* **To do**:
a) List every threat that the article on Marine patrols in Ramadi names as too great.
b) Please write the next part of the article on Marine patrols in Ramadi, picking up after its final sentence.

* **Passage given**:
● ● ● ●
Tuesday, April 4, 2006 Last updated 11:54 a.m. PT
In Ramadi, an up-close view of skirmishes

By TODD PITMAN
ASSOCIATED PRESS WRITER

RAMADI, Iraq -- Darting through the shadows of this insurgent-plagued city, U.S. Marines zigzagged down the street, past ornate columned villas and palm trees silhouetted against the night sky.

Pausing at a black gate, a Marine knelt and another stepped onto his back, hurtling over to unlock it from inside. There was no polite request for entry. The threat from insurgent bombs, snipers or small arms fire was too great.

"We apologize for the inconvenience," 31-year-old Staff Sgt. William Brooks of Houston said as a man, his wife and two children came to the door to watch Marines take up positions in their courtyard. "We're just stopping by. We'll be on our way soon."

Most people would be shocked to see a dozen heavily armed troops taking cover in their front yard. But after three years of near-daily skirmishes between insurgents and U.S. forces, folks in Ramadi are used to it.

After a six-month deployment outside Fallujah last year, the 3rd Battalion, 8th Regiment of Camp Lejeune, N.C., are back in Iraq for a second tour. Commanders said they are getting to know their "battle space," patrolling neighborhoods and entering houses.

During one recent night patrol, a Marine unit entered half a dozen villas in three hours. Nobody appeared surprised or seemed to mind. One woman came into the kitchen to see who was around, saw Marines through the window and casually walked into another room. Another man, perhaps woken up by the clank of automatic weapons bumping into his front gate, did the same.
● ● ● ●
* **Record list**:

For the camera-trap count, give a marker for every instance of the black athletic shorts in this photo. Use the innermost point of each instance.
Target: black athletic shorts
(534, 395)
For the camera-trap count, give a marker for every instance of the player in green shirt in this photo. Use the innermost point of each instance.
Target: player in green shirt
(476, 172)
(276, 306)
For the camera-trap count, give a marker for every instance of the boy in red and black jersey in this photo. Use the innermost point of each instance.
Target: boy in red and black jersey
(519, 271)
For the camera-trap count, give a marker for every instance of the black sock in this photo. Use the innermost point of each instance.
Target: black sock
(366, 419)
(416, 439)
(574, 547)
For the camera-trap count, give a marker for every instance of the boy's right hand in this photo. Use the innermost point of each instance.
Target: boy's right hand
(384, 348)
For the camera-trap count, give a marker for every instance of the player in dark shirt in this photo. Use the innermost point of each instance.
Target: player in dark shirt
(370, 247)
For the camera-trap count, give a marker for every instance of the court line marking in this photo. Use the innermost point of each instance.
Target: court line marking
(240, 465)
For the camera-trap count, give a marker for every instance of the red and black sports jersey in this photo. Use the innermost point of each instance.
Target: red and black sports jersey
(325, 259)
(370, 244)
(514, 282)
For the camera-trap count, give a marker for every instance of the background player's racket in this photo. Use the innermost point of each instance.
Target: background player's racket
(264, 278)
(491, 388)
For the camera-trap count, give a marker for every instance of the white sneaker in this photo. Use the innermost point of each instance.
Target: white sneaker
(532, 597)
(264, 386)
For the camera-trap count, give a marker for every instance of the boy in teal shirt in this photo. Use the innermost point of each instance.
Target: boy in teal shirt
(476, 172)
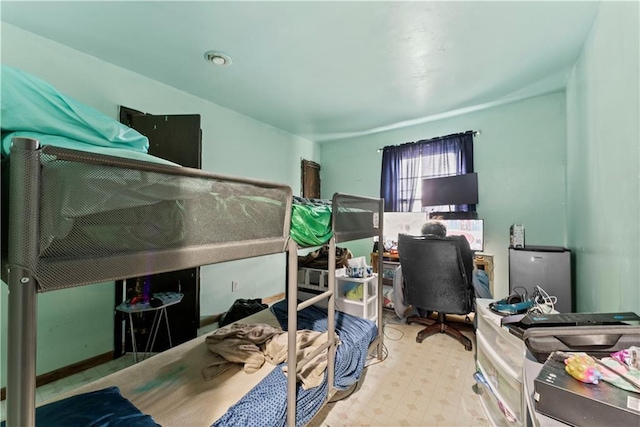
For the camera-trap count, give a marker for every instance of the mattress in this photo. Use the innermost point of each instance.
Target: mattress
(170, 387)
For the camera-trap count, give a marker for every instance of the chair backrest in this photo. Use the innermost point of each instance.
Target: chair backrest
(434, 274)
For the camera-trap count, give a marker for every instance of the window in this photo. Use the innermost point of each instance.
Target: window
(405, 166)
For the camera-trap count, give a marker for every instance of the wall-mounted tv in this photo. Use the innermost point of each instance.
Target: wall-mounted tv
(450, 190)
(472, 229)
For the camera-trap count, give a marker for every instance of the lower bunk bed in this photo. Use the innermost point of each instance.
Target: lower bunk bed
(80, 216)
(170, 389)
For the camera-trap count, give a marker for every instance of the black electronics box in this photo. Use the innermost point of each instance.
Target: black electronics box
(560, 396)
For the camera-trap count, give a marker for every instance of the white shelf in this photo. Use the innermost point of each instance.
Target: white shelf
(367, 307)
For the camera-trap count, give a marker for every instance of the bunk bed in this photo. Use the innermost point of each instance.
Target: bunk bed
(79, 217)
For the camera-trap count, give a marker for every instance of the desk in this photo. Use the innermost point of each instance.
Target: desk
(530, 370)
(168, 299)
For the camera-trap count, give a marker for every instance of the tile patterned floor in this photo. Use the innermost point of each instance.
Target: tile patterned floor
(427, 384)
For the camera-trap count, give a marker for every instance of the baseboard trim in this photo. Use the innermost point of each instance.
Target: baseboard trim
(67, 371)
(106, 357)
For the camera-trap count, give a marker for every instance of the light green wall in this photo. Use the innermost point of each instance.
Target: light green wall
(233, 144)
(519, 157)
(603, 168)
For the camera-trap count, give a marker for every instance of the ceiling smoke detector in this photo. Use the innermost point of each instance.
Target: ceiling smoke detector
(220, 59)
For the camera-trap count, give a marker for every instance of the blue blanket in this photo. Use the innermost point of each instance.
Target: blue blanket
(102, 408)
(266, 403)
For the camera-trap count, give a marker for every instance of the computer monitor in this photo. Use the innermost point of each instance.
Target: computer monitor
(450, 190)
(472, 229)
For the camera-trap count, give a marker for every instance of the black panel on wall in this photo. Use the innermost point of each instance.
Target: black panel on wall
(176, 138)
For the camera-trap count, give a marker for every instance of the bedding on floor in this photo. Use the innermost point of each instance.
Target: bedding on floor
(171, 387)
(101, 408)
(265, 404)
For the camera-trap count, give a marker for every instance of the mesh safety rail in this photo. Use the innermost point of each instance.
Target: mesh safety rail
(104, 218)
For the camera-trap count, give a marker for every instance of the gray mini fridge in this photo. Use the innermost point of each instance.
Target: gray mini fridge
(546, 266)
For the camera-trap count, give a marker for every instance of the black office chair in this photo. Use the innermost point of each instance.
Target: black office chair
(435, 279)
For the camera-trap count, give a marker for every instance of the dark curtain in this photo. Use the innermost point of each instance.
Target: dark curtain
(399, 177)
(442, 156)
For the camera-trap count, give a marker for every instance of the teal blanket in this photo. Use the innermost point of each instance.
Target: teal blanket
(30, 104)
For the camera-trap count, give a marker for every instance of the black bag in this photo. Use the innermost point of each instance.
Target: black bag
(320, 258)
(240, 309)
(600, 340)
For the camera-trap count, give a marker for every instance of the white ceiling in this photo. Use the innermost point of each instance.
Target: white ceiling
(325, 70)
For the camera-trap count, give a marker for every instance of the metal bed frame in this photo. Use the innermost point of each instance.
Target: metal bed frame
(28, 272)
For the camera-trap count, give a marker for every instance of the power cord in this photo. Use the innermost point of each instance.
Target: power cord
(543, 303)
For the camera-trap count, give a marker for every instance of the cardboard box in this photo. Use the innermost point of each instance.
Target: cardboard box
(560, 396)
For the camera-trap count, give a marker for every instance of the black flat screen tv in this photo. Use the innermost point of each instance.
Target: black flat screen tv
(450, 190)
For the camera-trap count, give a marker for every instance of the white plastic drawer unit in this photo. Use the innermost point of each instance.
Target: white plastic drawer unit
(501, 378)
(510, 349)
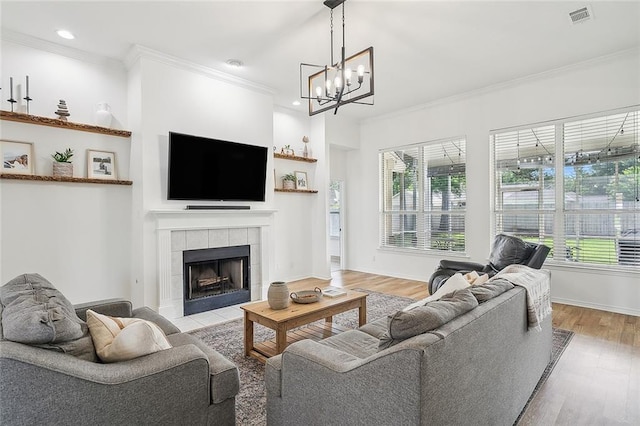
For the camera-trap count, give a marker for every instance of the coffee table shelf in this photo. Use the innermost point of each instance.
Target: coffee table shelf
(288, 323)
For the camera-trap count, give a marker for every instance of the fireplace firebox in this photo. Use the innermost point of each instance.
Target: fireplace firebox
(216, 277)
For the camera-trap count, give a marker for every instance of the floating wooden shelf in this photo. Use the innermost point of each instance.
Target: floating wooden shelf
(304, 191)
(64, 179)
(54, 122)
(295, 158)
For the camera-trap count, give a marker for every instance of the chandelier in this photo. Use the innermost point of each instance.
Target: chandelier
(348, 80)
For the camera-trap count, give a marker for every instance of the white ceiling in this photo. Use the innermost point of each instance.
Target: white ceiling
(424, 50)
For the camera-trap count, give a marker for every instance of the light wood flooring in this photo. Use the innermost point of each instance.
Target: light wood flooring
(595, 382)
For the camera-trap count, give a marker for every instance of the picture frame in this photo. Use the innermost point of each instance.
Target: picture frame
(301, 180)
(101, 165)
(17, 157)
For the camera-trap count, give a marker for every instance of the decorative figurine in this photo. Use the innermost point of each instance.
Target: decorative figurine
(63, 111)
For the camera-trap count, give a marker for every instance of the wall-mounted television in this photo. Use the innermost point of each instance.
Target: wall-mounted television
(205, 169)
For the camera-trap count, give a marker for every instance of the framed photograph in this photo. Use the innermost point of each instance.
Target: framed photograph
(101, 164)
(301, 180)
(17, 157)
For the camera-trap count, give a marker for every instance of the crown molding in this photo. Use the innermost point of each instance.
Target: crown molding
(59, 49)
(505, 85)
(138, 52)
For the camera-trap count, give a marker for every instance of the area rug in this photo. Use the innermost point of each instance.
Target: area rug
(227, 338)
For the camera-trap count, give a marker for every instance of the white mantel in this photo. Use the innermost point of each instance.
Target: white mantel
(168, 221)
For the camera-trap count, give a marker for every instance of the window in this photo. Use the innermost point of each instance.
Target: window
(525, 183)
(423, 196)
(574, 186)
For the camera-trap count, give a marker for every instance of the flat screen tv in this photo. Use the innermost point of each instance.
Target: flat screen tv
(205, 169)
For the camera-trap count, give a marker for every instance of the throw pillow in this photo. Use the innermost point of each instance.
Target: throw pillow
(490, 289)
(122, 339)
(405, 324)
(481, 279)
(508, 250)
(35, 312)
(455, 282)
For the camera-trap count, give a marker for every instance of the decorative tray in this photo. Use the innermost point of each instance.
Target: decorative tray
(306, 296)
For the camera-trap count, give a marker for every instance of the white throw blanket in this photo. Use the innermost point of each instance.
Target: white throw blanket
(536, 283)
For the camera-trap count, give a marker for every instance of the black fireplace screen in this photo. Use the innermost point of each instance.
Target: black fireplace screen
(216, 277)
● ● ● ●
* **Answers for this exercise**:
a) Insurgent bombs, snipers, small arms fire

b)
"There's a tolerance for what we're doing out here. They realize we're here to help," Brooks said, adding he had expected a more hostile reception. "I've been pleasantly surprised."

Other Marines said reaction to the domestic interruptions varies.

"Sometimes they don't talk to you at all. Sometimes they're scared of us," said Lance Cpl. Ryan Walblay, 20, of Bowling Green, Ky. "Sometimes they're scared that after we leave, insurgents will threaten or kill them."

Both U.S. and Iraqi troops have burst in on homes to use them as makeshift "strong-points" during firefights. While on patrol, they often move quickly on foot down streets, taking cover inside villa walls.

"We prefer to move courtyard to courtyard because of the sniper threat, especially during the day," Brooks said.

At House No. 1 on the recent patrol, a Marine handed two children a palm full of candy before quickly moving on.

The second and third houses were empty, with lights flickering inside and some window glass broken. They weren't searched.

As Marines stood in House No. 3's courtyard, a massive blast suddenly pierced the air. The Marines crouched briefly and watched as a huge plume of grayish white smoke rose above buildings perhaps 400 yards away.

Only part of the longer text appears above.